Rewrite the stretch of lines from the one containing "Each <instance> block begins" through the one containing "box: [64, 41, 142, 58]", replacing "clicks" with "points" and leaving everything else unchanged.
::: Records supplied
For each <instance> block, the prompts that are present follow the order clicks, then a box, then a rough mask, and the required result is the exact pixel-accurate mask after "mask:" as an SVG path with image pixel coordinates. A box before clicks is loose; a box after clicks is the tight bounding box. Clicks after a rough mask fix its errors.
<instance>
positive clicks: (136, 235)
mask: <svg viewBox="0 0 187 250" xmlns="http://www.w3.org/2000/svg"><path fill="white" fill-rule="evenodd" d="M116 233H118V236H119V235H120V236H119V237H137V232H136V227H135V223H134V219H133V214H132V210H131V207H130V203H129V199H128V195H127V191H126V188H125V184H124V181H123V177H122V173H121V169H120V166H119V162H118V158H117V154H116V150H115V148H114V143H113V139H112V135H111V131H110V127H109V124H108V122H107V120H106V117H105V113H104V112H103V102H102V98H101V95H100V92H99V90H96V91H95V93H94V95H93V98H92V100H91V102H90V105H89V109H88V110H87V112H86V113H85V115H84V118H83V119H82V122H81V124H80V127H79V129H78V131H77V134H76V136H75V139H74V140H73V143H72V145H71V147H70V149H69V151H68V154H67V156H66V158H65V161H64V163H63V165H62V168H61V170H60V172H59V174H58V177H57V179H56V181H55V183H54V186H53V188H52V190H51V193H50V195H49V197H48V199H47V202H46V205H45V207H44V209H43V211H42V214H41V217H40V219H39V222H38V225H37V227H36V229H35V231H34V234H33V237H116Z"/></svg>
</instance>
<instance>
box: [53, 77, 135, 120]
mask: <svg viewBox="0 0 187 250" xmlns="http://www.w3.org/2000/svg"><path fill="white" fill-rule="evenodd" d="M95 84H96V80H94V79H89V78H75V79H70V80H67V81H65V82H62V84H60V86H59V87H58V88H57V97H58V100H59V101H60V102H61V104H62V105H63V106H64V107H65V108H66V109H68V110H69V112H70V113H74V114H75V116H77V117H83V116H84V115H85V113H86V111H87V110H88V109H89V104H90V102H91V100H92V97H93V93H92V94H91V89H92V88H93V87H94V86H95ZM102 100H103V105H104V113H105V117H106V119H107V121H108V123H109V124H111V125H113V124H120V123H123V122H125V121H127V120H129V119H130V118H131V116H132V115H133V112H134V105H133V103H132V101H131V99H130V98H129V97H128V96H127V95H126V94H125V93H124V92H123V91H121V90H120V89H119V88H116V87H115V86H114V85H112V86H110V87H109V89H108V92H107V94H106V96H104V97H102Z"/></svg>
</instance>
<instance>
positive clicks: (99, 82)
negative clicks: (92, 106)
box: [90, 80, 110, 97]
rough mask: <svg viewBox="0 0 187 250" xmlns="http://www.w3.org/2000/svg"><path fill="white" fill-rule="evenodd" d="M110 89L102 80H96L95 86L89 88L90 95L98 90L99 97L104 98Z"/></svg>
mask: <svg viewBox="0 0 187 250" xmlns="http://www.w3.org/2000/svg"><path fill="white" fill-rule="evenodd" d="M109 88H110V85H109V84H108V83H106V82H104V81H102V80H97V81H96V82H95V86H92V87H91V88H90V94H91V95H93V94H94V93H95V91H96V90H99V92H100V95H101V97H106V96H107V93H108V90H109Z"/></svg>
::::::
::: Records supplied
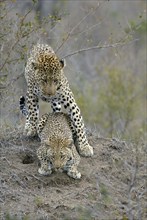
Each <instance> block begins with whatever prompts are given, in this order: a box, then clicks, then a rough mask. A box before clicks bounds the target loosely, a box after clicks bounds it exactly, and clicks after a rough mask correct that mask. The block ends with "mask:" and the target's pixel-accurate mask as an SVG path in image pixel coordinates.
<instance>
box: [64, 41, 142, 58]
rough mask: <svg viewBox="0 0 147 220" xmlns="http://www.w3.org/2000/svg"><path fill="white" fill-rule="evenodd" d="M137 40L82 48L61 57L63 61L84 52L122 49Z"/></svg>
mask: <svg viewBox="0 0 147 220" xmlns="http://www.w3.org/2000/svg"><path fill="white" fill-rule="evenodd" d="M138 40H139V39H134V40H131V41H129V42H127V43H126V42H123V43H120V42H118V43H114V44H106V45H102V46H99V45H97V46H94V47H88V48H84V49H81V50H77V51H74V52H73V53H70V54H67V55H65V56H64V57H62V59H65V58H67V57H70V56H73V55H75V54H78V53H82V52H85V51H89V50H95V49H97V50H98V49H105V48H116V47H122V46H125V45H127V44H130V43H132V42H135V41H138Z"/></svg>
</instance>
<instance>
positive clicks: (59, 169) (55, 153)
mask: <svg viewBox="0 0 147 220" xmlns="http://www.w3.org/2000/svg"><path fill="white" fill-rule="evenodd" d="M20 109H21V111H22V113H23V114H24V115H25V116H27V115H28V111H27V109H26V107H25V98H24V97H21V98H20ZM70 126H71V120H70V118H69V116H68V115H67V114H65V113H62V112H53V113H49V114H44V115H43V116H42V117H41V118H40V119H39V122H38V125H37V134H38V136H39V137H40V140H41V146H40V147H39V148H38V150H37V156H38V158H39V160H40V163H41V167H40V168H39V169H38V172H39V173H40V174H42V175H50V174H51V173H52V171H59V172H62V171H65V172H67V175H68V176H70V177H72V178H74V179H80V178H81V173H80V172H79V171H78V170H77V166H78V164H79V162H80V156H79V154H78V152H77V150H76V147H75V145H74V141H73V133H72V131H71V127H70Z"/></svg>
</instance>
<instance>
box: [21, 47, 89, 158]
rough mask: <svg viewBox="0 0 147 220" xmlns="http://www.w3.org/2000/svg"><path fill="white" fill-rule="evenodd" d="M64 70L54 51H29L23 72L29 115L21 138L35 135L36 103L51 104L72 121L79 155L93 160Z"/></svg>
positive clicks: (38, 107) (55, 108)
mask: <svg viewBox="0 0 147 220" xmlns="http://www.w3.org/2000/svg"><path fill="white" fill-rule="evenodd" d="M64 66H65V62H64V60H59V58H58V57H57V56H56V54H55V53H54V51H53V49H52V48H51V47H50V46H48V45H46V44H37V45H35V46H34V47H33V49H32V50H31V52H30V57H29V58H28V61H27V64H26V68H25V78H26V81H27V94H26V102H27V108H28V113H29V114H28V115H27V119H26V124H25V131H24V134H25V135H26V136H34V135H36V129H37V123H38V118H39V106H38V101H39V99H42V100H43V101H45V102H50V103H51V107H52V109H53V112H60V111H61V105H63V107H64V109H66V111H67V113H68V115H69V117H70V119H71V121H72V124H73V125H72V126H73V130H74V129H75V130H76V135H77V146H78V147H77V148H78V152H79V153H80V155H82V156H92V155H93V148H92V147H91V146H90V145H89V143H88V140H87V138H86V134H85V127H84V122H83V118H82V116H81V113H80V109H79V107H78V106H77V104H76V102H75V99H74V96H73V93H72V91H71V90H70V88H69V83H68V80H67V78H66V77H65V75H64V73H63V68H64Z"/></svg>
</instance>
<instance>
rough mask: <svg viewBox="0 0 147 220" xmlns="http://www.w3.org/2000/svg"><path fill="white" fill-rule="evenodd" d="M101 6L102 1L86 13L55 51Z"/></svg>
::::::
- Written solution
Each <instance> block begins with whatever prompts are given, in this order: a box, then points, then a rough mask. A box before points bounds the target loosely, a box after points bounds it exactly, and points after a rough mask correct that mask. The block ends with "mask:" and the target's pixel-accurate mask as an SVG path in image pixel coordinates.
<instance>
box: [64, 41, 142, 58]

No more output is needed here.